[Image point grounding data]
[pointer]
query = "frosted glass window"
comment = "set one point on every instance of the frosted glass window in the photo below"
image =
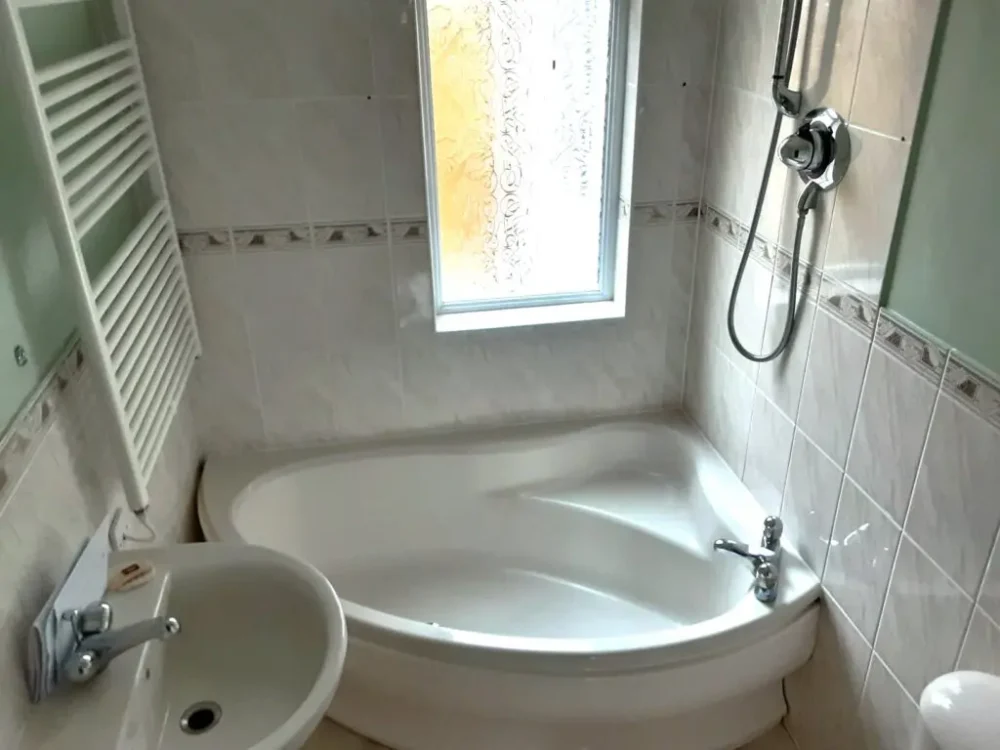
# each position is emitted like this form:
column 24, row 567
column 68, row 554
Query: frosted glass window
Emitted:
column 522, row 158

--- WORK TO BE COMPLETED ---
In the copy, include every line of the entries above exactly and none of the pictures.

--- RESULT FOR THIS EXERCISE ---
[pointer]
query = "frosted glass window"
comment = "set one point on every instance of the frosted glass window in the photo below"
image =
# each position is emitted like this form:
column 24, row 567
column 68, row 554
Query: frosted glass window
Emitted:
column 522, row 158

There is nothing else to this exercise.